━━ Material to process

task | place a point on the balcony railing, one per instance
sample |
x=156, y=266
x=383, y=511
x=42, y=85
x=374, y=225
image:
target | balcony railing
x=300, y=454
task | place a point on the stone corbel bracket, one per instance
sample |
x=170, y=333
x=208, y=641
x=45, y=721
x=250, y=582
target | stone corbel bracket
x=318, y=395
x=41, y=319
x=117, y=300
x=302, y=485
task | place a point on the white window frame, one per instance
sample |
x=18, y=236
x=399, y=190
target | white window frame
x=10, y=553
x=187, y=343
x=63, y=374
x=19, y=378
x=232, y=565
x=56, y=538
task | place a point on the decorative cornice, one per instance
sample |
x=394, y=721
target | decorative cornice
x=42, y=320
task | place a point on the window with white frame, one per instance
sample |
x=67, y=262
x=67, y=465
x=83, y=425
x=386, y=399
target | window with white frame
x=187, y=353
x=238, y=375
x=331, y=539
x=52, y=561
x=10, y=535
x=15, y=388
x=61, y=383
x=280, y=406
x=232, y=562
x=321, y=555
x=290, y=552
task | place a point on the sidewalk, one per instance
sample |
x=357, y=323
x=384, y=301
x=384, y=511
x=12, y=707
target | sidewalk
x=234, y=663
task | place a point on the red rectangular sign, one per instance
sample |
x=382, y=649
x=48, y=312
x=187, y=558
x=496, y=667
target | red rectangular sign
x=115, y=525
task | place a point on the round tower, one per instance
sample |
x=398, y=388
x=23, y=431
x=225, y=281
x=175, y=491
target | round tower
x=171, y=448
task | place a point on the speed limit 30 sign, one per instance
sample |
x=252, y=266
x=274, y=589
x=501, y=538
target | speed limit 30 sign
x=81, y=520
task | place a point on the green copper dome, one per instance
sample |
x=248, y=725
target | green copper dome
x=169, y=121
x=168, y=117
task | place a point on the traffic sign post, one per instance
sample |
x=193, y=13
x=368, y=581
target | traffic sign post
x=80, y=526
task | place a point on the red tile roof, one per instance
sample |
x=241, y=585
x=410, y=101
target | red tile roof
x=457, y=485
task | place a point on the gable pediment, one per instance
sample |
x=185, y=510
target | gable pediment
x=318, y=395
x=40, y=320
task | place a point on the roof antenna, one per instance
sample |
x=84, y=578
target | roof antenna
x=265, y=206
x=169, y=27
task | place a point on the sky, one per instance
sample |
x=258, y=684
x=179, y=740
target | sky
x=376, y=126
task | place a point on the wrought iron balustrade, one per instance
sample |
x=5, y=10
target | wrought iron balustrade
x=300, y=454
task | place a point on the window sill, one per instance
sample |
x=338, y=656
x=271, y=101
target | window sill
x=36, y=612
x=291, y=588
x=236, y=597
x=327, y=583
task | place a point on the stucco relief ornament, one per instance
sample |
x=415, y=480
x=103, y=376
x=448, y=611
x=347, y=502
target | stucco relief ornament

━━━━

(Required work): Copy out the entries above, but change every "one per instance" to "one per occurrence" and leave everything else as it is.

(Answer to this task):
task | place a point on the balcony railing, one per occurrence
sample |
x=156, y=266
x=383, y=511
x=42, y=85
x=374, y=225
image:
target | balcony railing
x=300, y=454
task | place a point on the stone corbel bracket, one per occurrence
sample |
x=170, y=333
x=208, y=641
x=45, y=721
x=250, y=582
target | stone corbel bracket
x=318, y=395
x=41, y=319
x=117, y=300
x=302, y=485
task | place a point on the white window frame, one per occurrence
sample |
x=18, y=236
x=399, y=190
target | white window frame
x=10, y=553
x=187, y=343
x=63, y=374
x=19, y=378
x=232, y=565
x=56, y=538
task | place a point on the decorative cornice, one per occurrence
sample |
x=394, y=721
target | decorative cornice
x=42, y=320
task | place a point on the window with white frame, one per occurrence
sample |
x=67, y=262
x=67, y=465
x=83, y=425
x=386, y=399
target | window with white frame
x=187, y=353
x=238, y=375
x=331, y=539
x=52, y=561
x=10, y=535
x=15, y=388
x=61, y=383
x=280, y=406
x=232, y=562
x=321, y=555
x=290, y=552
task | place a point on the sidewalk, one per occurrence
sample |
x=357, y=323
x=384, y=301
x=384, y=511
x=12, y=707
target | sidewalk
x=234, y=663
task | place a point on the red rectangular sign, one per occurrence
sample |
x=382, y=649
x=48, y=312
x=187, y=558
x=496, y=667
target | red rectangular sign
x=115, y=525
task | place a point on the round tower, one per occurrence
sample |
x=398, y=388
x=23, y=431
x=225, y=281
x=175, y=491
target | round tower
x=171, y=448
task | place a point on the speed limit 30 sign, one per occurrence
sample |
x=252, y=266
x=274, y=589
x=501, y=538
target | speed limit 30 sign
x=81, y=520
task | place a point on the green copper dome, one per occurrence
sample |
x=248, y=725
target | green copper dome
x=169, y=121
x=168, y=117
task | place a point on the traffic sign post, one per occurrence
sample |
x=193, y=13
x=368, y=581
target | traffic sign post
x=80, y=526
task | place a point on the red tile roof, one per occurrence
sample |
x=241, y=585
x=410, y=101
target | red tile roof
x=457, y=485
task | place a point on the gable pediment, one per occurrence
sample |
x=185, y=510
target | gable pediment
x=318, y=395
x=40, y=320
task | place a point on the roof antenna, one per occurrence
sample |
x=84, y=578
target | roof antenna
x=265, y=206
x=169, y=27
task | place a point on the sky, one per occurrence
sample |
x=258, y=684
x=179, y=740
target | sky
x=376, y=126
task | place a point on the wrought iron balustrade, one per occurrence
sample |
x=5, y=10
target | wrought iron balustrade
x=300, y=454
task | place a point on the window sill, one per occurrence
sample |
x=338, y=656
x=271, y=101
target | window sill
x=36, y=612
x=291, y=588
x=236, y=597
x=327, y=583
task | place a point on the stucco relief ornament, one per occurrence
sample |
x=415, y=480
x=103, y=376
x=448, y=611
x=347, y=502
target | stucco relief ornament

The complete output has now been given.